> [EXCERPT]
____________________

I’ve been audacious (or daft) enough to attempt local dialect for some characters. It’s another gamble – I don’t want a cast of West Indians sounding like Rastamouse, but I don’t want them to sound like the protagonists of an Augustan novel.
They are multi-dimensional, not just speaking scenery. I’ve raided Haitian and Jamaican culture and history for my story background, and I want the characters to reflect that.

And then there are the book covers. From the outset, I decided I wanted my own images. I couldn’t find anything exactly right in the stock photo archives. And as author and fiction-writing guru, Rayne Hall, points out, there’s always the risk that you’ll end up with a picture that’s on a dozen other book covers.

I wonder, though, perhaps that what people (readers) are looking for as they scan the pages of e-books– the familiar. When one is selling an unknown quantity perhaps the stock images of a headless women in period dress or disembodied hands clutching the hilt of a sword encourage someone to part with their dollars and take a punt on your book.

A few months ago, to discover how potential readers might regard my choice of artwork I solicited feedback in a discussion thread concerning gender stereotypes featured in historical fiction book covers  - something I hoped I have avoided on the cover of Tankard’s Legacy. But, instead of useful comments regarding the content and connotations of my cover artwork, the trolls crawled out, and from behind their generic photos and nom de plumes spewed scorn upon it before directing me to a photo library.

After I’d recovered from my hurt feelings, I was reminded of what Malcolm Gladwell argued in his book, Blink, that people don’t actually know what they want. And like the test screening of Hollywood crowd-pleasers, if you ask them, you risk producing the kind of anodyne mediocrity that aims to please everyone, but excites no one.

But, back to my almost-finished novel.

My progress to this point now frees me to read stuff that has nothing to with seafaring or pirates or the background to my characters. 
(Though somehow I find myself picking up a volume about esoteric Japanese spiritualism and its relationship to martial arts …)

And as you’ll see from my previous post, Willa Cather has been one of the latest objects of my focus, alongside my growing obsession for author and all-round fascinating person, Elif Shafak, whose brilliant, chaotic and vivid personality has me in a thrall. (For a quick fix, see her on TED, you’ll get the idea.) I’m tempted to wax lyrical on this newly discovered member of my most favoured writers, but … She deserves a post of her own.

If you fancy a bargain this weekend, Tankard's Legacy is available at 67% discount for a week starting December 28th.


Monday 16 December 2013

American Woman: Willa Cather

When it comes to my favourite authors, it could be said that I get slightly obsessed.

When the writer is dead the supply of their books is, obviously, finite and so when it comes to my beloved Rumer Godden and Daphne DuMaurier, their bodies of work adorn my bookshelf like expensive boxes of chocolates that provoke a continual yearning - a yearning only to be indulged a little at a time.

But with those authors still inhabiting this mortal plane, Isabel Allende, Joanne Harris, Rose Tremain, Barbara Kingsolver, I tend to go for full immersion – book after book after book, biography, press, gossip … and now I can even top it off with Wiki, Facebook, Twitter and blogs.

____________________

> [TASKS]
- 1) In the blog excerpt, what discount is offered on Tankard's Legacy, and when does it start?
- 2) Please carry on the blog excerpt from its last sentence, keeping the writer's voice in the post on Willa Cather.

> [LISTING]
____________________

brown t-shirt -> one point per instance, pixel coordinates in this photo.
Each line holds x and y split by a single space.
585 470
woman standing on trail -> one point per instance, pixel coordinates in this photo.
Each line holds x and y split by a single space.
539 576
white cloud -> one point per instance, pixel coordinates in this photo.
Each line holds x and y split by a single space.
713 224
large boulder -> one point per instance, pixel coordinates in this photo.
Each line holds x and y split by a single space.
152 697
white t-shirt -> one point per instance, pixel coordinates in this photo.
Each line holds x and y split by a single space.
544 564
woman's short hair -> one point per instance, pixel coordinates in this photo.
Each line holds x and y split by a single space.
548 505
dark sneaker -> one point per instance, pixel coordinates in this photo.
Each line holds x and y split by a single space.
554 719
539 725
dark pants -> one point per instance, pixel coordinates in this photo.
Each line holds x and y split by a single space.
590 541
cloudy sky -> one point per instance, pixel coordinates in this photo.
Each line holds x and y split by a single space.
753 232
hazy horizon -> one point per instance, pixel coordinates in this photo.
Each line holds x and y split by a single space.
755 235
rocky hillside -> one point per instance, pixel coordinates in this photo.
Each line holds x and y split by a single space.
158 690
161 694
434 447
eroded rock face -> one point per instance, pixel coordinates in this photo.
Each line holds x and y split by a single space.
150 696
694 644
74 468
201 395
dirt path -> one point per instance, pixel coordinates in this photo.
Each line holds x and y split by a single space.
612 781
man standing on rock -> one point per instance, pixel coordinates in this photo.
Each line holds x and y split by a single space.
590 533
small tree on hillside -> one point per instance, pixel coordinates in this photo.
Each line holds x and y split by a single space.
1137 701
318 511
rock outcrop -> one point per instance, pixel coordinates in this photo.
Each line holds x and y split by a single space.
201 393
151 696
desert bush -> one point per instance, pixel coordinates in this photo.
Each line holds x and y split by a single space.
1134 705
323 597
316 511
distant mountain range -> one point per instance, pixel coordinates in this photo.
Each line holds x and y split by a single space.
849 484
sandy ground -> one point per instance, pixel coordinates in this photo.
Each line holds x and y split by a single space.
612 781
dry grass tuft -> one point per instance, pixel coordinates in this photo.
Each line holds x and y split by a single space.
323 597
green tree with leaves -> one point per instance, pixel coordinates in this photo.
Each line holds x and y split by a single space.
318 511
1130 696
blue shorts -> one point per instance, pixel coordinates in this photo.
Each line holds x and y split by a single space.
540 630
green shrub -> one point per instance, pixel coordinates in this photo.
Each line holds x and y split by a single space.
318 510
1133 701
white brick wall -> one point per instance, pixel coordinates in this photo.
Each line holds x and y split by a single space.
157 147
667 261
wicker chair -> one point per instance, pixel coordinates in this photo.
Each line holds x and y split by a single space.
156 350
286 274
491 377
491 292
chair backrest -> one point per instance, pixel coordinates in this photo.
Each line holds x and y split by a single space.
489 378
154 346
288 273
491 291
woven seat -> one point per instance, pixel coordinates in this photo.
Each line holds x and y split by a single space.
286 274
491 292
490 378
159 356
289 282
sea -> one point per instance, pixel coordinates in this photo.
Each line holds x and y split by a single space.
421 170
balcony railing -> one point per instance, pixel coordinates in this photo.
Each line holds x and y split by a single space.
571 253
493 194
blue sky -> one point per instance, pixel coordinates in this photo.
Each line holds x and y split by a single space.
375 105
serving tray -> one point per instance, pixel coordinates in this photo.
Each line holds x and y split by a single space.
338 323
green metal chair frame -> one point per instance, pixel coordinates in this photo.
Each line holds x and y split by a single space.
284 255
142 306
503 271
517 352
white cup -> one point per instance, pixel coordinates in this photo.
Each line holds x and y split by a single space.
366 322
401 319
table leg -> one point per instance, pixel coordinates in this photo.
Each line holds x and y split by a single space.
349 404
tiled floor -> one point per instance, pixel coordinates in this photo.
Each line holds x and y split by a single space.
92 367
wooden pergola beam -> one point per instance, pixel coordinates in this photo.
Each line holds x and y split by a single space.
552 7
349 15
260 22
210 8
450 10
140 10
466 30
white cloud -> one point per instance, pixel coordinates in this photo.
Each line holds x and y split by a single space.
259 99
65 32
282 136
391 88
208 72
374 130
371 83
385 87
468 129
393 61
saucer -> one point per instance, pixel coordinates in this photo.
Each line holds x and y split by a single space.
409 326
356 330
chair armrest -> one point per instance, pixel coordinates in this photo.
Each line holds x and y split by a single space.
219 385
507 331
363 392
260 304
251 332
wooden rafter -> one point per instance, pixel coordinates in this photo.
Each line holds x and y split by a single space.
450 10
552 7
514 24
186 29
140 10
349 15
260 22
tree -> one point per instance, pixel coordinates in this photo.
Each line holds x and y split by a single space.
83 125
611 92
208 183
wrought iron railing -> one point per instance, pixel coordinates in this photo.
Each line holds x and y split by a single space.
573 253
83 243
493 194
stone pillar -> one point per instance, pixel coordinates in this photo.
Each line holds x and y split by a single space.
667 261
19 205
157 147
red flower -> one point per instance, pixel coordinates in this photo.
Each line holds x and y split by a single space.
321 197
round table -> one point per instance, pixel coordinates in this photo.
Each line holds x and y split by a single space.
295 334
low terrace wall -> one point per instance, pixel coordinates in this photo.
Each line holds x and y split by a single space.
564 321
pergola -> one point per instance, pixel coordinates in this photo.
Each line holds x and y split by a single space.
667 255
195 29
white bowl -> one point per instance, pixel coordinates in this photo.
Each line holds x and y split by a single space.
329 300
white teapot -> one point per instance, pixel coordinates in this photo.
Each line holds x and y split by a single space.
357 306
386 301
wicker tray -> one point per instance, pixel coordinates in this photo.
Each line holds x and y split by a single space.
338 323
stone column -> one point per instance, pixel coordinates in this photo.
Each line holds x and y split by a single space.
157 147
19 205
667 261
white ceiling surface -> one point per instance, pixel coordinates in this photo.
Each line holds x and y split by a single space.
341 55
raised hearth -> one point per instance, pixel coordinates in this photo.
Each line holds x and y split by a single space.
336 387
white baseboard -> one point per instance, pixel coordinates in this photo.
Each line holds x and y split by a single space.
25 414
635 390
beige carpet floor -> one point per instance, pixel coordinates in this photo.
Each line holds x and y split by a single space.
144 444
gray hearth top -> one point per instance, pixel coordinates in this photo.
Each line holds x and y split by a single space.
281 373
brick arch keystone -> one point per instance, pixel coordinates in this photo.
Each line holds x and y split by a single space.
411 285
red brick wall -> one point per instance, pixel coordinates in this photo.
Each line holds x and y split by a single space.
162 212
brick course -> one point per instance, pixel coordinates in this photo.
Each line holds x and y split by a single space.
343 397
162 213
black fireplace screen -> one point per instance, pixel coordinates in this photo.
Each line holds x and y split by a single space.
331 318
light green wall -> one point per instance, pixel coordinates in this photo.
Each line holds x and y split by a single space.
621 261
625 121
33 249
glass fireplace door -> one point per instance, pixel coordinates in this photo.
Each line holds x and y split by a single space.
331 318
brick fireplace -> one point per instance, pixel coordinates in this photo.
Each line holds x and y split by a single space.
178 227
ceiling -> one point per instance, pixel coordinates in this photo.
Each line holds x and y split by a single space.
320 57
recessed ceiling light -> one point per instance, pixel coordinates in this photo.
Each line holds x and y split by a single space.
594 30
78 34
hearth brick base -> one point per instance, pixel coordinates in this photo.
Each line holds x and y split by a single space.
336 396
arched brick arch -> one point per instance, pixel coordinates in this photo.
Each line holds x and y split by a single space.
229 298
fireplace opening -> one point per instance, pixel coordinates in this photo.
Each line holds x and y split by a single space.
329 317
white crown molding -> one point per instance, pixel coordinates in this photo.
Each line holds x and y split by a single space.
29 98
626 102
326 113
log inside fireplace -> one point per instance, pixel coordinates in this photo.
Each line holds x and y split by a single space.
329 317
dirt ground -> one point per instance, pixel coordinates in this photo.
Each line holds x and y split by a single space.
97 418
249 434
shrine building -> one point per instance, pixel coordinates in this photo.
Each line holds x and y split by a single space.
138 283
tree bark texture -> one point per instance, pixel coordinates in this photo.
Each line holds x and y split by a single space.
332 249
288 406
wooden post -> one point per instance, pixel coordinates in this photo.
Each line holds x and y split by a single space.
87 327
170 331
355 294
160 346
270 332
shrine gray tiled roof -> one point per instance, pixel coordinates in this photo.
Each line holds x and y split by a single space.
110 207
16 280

____________________

> [RESPONSES BY TASK]
- 1) A 67% discount, for a week starting December 28th.

- 2)
But when a few months ago I rediscovered Willa Cather (1873 -1947), I decided to kick the habit. She was an author I had touched on briefly at university and her work whet my appetite, but the years that I had yet to reread her turned into decades, until a member of my reading group suggested My Antonia as our next book.

One of the advantages of ploughing through Cather’s canon is that her novels are short. But there are plenty to get my teeth into, and fortunately my Brighton’s Jubilee Library has an impressive collection. I quickly followed up My Antonia with A Lost Lady.

So what does Cather write about that gets me so excited?

Nebraska! American pioneers at the end of the 19th century!

Er … ho hum, not exactly wizards, or vampires or zombies, is it?

If anyone came up to me and said, “Hey – do you want to read a book about Nebraskan farmers?” Well, my answer would probably be the same as yours.

But stay with me.

A maxim that Cather aspired to was ‘Primus ego in patrium mecum deducam Musas’ - for I shall be the first to bring the muse into my country.  Cather’s lyrical muses conjure a vivid rendering of the wondrous, yet savage, environment of the newly opened West of America, a landlocked world far from many readers’ experience.

She was in love with the nature of Nebraska, its swathes of dancing grasses, gnarly old trees, untouched marshy meadows. Her lyrical descriptions are breathtaking. This seems to have prompted some critics to bridle at what seems to them a kind of naïve sentimentalism for an idealised past. Particularly in the 30s when America’s farming pioneers found themselves starving in the self-made dustbowl as stocks and shares tumbled in the cities, elegies to the ache of America’s agricultural heartland, such as Grapes of Wrath, seemed to render Cather’s more delicate, less epic tales all the more unpopular.

Like Zora Neale Hurston’s treatment by her peers during the Harlem Renaissance, the desire for more hard-core – ‘male’ – narrative made the more ‘feminine’ celebration of family relationships, local culture and environment seem trivial.

Yet, Cather was far from idealistic. She was cynical and certainly didn’t turn a blind eye to the many hardships suffered and sacrifices made by 19th Century American pioneers. Her stories portray gritty, courageous and ambitious women, and her books refuse to judge the morals of their heroines, examining the motives and morality of those characters who dare to do so.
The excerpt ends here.